TASK INPUT:
######
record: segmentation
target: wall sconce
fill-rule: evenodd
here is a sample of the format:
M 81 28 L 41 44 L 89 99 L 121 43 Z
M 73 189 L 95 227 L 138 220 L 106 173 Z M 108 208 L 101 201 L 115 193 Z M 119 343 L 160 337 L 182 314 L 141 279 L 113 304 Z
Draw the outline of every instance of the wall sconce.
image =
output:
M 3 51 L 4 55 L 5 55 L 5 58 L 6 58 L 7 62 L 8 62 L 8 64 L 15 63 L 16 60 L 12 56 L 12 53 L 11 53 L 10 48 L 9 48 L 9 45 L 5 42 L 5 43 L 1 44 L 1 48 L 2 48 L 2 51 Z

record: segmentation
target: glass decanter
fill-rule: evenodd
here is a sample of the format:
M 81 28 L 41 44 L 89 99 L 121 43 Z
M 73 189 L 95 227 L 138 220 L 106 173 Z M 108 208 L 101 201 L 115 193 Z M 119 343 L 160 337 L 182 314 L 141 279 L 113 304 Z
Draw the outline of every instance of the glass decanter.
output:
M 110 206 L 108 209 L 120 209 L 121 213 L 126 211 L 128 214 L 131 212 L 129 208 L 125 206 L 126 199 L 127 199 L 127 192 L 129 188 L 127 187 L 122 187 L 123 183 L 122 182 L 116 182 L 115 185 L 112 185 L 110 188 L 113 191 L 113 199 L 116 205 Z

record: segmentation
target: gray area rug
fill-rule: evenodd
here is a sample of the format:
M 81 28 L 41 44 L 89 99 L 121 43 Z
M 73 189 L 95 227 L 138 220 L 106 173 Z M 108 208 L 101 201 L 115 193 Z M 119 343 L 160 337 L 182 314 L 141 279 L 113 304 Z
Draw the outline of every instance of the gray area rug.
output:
######
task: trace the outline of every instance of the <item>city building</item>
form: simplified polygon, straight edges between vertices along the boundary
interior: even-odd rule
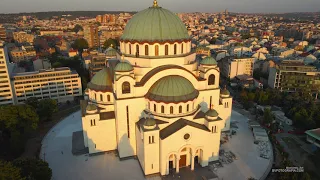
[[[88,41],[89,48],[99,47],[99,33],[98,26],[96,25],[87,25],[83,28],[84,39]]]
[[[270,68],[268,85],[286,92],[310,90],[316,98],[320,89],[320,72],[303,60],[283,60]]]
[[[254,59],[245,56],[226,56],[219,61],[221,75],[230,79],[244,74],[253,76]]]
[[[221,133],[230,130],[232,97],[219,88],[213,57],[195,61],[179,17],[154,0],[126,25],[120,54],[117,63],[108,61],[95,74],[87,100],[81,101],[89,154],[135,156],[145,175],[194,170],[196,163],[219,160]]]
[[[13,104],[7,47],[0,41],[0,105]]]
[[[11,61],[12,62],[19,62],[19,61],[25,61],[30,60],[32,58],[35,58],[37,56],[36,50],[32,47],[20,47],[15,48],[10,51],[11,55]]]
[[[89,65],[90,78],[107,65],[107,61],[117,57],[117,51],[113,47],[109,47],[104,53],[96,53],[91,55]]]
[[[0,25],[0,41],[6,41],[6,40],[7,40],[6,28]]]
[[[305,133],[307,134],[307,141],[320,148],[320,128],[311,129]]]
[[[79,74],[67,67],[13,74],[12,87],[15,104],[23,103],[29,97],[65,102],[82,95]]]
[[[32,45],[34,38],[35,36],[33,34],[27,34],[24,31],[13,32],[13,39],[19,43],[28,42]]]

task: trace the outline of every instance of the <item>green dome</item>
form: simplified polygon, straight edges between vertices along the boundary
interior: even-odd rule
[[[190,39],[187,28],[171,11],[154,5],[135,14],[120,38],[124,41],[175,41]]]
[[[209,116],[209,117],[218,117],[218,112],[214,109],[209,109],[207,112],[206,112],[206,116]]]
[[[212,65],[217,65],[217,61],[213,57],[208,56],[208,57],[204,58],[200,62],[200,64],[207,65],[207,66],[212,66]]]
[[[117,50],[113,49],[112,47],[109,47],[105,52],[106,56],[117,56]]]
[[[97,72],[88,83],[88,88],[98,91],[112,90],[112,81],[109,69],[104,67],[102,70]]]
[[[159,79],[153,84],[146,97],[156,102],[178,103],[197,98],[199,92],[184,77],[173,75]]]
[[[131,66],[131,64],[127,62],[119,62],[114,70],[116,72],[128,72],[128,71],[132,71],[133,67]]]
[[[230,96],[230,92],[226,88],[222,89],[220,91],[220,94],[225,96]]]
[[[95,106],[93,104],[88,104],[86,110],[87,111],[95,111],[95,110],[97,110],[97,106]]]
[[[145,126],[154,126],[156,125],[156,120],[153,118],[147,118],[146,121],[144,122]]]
######
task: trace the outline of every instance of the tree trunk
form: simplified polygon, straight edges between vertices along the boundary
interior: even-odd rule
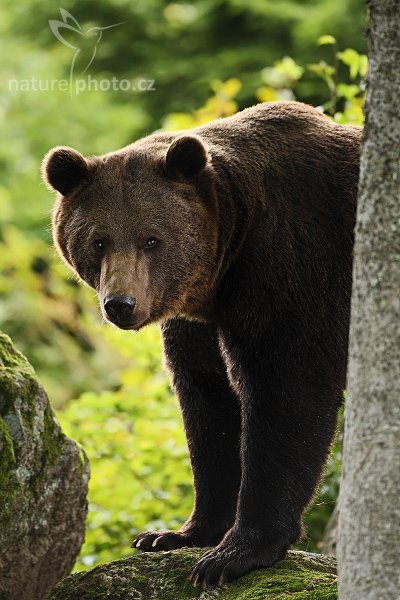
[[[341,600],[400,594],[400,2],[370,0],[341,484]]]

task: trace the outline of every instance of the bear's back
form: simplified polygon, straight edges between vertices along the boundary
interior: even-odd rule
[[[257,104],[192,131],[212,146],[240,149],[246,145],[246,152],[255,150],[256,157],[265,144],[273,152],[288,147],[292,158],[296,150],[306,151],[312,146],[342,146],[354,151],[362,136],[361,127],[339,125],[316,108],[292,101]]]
######
Pick out and copy the lines of the entries that hold the string "target".

EXPECTED OUTPUT:
target: wall sconce
target: glass decanter
target: gray area rug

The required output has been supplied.